Task statement
Please show every line of the items below that contains the string "ymax". Case matters.

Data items
──────────
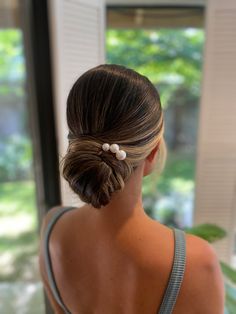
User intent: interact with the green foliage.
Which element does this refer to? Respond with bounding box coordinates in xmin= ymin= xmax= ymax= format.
xmin=0 ymin=135 xmax=32 ymax=182
xmin=0 ymin=181 xmax=38 ymax=281
xmin=106 ymin=28 xmax=204 ymax=108
xmin=184 ymin=223 xmax=226 ymax=243
xmin=0 ymin=29 xmax=25 ymax=85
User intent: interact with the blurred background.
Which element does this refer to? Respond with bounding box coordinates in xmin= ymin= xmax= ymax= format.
xmin=0 ymin=0 xmax=236 ymax=314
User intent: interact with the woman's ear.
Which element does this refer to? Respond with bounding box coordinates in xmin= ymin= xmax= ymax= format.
──────────
Correct answer
Which element does this refer to? Respond with bounding box coordinates in xmin= ymin= xmax= ymax= format.
xmin=0 ymin=135 xmax=32 ymax=182
xmin=0 ymin=181 xmax=38 ymax=281
xmin=106 ymin=28 xmax=204 ymax=108
xmin=184 ymin=223 xmax=226 ymax=243
xmin=0 ymin=29 xmax=25 ymax=85
Which element does this refer to? Respond with bounding box coordinates in xmin= ymin= xmax= ymax= format.
xmin=0 ymin=0 xmax=236 ymax=314
Which element does this refer to? Respond with bounding box coordinates in xmin= ymin= xmax= ymax= format.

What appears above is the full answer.